Consigne: Reprenez le texte sur le vote électronique genevois de «Le Grand Conseil, quasi» à «de transparence discutables.», en mettant «sévère» à la place de «cinglant».

Texte choisi:
Le Grand Conseil, quasi unanime, soit à 81 voix contre 4, a suivi Pierre Vanek (EàG) qui rapportait au nom de la commission des droits politiques en faveur d’un projet de loi de gauche visant à conserver en mains publiques le système de vote électronique utilisé à Genève. Ce fut un désaveu cinglant pour le Conseil d’Etat, qui avait l’automne dernier «tiré la prise» du développement du système de vote électronique genevois… livrant le canton, en la matière, pieds et poings liés à la seule alternative, soit le système commercial privé vendu par La Poste, certifié par KPMG et développé par une entreprise étrangère controversée, la société Scytl, dans des conditions de transparence discutables.

Données:
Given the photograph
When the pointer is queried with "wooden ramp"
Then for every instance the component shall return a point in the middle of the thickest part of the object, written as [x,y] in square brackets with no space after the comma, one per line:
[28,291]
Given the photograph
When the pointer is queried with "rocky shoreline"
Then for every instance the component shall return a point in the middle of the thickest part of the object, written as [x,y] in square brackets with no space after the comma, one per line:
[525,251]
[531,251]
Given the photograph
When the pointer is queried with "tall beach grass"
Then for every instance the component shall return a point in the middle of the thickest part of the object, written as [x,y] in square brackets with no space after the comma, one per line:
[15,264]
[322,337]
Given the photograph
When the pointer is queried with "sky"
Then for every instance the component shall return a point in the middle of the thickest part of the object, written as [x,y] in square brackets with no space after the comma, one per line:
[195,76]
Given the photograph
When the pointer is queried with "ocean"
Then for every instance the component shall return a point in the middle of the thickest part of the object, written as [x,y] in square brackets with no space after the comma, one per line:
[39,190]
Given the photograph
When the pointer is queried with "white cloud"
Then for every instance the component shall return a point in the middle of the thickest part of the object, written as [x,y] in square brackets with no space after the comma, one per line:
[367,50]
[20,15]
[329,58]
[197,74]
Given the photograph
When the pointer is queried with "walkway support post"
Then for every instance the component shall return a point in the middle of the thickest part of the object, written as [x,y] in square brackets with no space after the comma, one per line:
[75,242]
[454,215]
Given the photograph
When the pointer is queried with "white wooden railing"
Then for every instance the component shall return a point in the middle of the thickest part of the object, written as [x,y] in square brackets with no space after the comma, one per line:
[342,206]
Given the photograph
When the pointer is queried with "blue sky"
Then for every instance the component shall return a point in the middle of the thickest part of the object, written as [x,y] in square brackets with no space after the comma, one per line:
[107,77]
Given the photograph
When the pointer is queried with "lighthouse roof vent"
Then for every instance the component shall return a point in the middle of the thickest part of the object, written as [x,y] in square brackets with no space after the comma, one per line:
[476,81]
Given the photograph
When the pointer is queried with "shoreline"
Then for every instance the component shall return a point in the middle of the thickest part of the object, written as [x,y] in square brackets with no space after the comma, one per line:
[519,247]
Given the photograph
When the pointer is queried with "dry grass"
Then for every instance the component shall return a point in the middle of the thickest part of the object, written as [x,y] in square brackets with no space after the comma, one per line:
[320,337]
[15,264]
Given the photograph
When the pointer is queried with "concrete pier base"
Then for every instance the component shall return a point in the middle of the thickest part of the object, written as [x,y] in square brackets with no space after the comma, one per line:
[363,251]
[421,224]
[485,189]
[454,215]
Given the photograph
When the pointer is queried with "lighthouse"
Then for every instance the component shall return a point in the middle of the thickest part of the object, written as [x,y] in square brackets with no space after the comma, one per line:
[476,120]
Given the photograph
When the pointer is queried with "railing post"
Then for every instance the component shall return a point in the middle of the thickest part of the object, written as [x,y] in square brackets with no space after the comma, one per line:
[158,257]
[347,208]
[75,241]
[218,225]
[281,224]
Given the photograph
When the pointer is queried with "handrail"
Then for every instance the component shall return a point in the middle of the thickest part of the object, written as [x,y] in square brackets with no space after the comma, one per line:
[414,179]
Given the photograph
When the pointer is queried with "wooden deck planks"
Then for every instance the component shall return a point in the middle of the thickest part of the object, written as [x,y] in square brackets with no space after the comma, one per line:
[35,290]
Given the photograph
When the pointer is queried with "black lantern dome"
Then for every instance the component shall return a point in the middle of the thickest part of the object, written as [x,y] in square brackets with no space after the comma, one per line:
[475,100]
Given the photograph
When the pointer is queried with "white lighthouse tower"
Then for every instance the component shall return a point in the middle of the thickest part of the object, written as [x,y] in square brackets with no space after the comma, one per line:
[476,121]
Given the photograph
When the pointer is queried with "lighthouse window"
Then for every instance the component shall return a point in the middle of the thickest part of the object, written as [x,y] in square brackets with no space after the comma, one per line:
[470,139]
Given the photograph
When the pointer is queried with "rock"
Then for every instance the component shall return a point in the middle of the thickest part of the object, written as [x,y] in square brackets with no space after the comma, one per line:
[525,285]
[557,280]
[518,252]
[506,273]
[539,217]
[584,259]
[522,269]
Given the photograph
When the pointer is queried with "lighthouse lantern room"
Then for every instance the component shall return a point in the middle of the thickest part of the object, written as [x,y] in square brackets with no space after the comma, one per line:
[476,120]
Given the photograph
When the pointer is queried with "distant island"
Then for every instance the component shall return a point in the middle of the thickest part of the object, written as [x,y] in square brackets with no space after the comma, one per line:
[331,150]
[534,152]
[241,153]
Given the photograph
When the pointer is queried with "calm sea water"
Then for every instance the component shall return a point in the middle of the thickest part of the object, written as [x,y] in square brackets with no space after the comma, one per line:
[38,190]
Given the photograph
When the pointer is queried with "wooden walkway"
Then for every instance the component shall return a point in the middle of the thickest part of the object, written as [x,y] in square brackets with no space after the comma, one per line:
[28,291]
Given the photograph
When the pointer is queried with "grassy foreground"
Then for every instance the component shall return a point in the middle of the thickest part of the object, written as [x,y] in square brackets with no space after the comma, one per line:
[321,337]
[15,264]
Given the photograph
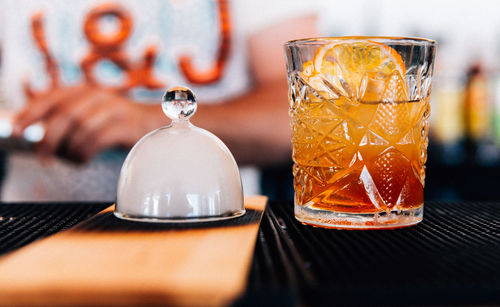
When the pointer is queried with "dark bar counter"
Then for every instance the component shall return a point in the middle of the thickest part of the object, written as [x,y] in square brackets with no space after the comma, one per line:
[451,258]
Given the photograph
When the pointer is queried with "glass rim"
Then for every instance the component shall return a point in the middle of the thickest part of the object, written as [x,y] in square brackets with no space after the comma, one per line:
[403,40]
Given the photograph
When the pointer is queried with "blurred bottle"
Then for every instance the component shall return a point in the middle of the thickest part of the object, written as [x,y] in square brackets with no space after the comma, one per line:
[478,115]
[447,125]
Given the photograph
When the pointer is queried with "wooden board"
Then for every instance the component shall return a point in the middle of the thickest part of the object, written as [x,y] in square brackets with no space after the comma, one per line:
[185,266]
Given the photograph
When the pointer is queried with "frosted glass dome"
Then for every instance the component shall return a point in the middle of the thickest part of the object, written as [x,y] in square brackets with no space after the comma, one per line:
[179,173]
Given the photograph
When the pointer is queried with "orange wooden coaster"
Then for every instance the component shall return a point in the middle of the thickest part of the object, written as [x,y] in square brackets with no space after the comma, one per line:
[205,266]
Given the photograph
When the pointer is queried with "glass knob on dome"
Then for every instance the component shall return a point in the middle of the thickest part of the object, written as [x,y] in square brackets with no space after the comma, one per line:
[179,103]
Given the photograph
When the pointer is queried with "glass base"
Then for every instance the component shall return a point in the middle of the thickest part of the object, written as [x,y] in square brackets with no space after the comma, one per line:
[197,219]
[343,220]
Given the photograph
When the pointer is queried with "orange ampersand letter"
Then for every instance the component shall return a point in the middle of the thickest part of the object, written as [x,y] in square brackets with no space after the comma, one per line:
[38,33]
[215,72]
[110,46]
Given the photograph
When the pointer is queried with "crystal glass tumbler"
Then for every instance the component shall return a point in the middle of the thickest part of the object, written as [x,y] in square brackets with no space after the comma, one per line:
[359,109]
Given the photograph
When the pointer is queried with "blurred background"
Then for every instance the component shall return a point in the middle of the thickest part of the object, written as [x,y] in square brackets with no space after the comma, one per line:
[464,150]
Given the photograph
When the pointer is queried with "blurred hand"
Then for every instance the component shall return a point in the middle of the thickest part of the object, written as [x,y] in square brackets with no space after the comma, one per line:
[80,121]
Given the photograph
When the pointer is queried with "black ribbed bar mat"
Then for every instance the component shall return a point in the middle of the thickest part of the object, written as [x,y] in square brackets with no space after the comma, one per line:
[107,222]
[451,258]
[23,223]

Corrigé:
Le Grand Conseil, quasi unanime, soit à 81 voix contre 4, a suivi Pierre Vanek (EàG) qui rapportait au nom de la commission des droits politiques en faveur d’un projet de loi de gauche visant à conserver en mains publiques le système de vote électronique utilisé à Genève. Ce fut un désaveu sévère pour le Conseil d’Etat, qui avait l’automne dernier «tiré la prise» du développement du système de vote électronique genevois… livrant le canton, en la matière, pieds et poings liés à la seule alternative, soit le système commercial privé vendu par La Poste, certifié par KPMG et développé par une entreprise étrangère controversée, la société Scytl, dans des conditions de transparence discutables.